* [REQUIREMENT]
Gather every line from the rows below that contains the string "gorge", and copy each one out in full. Treat uppercase and lowercase as different.

● ● ● ● ●

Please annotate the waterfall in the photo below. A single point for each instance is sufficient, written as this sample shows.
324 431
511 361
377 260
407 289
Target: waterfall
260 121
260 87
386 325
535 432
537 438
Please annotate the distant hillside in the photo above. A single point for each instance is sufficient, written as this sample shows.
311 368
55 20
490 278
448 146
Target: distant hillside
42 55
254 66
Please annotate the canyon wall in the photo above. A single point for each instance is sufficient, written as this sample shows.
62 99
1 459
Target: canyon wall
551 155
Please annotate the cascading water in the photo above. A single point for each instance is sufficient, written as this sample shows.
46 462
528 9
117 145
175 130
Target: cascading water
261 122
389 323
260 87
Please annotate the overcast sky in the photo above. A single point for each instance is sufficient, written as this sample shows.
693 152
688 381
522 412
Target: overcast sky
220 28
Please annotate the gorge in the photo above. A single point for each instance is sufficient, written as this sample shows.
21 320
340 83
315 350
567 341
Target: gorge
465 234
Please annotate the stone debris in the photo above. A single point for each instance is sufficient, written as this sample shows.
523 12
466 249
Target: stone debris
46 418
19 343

● ● ● ● ●

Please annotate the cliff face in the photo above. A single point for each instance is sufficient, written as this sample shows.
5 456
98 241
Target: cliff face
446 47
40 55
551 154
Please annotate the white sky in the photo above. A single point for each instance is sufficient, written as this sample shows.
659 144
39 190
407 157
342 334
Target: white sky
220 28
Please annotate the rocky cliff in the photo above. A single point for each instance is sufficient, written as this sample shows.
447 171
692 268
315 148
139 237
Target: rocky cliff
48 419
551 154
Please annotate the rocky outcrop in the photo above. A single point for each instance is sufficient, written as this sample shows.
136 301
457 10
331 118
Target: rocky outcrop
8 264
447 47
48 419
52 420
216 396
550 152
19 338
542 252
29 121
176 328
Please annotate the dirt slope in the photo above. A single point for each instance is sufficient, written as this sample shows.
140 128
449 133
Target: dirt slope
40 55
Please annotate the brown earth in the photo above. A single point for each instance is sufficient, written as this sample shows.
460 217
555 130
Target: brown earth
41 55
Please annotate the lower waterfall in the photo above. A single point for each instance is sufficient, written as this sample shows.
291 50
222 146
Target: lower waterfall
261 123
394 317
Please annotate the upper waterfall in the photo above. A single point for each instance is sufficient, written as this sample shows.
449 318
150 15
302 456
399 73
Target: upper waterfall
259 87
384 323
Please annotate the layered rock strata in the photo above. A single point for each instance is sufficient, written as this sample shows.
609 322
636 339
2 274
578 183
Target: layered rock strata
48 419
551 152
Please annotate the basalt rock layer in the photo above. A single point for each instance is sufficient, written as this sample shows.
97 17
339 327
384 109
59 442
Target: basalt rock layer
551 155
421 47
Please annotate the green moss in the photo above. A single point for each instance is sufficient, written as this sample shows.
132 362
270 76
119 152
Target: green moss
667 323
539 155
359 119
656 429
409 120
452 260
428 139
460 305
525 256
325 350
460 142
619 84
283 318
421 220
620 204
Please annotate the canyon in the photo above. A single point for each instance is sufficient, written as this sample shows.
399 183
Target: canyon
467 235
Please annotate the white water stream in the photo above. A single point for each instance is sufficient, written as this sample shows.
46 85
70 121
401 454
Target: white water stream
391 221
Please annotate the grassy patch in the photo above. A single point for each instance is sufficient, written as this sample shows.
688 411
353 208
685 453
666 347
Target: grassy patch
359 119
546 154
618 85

● ● ● ● ●

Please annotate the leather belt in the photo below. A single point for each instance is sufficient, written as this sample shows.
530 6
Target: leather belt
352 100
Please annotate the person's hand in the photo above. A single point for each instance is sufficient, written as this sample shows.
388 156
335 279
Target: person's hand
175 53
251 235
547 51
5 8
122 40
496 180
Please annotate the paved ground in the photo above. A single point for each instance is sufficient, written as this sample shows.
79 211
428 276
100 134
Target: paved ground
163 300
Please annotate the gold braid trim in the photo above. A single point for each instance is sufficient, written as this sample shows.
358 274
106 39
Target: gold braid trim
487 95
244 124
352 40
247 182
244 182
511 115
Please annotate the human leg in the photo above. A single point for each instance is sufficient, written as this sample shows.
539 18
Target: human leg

● ● ● ● ●

* [RESPONSE BELOW]
Please annotate the gorge in the photo above. A single point for each instance is sufficient, written as this sample shows.
Target: gorge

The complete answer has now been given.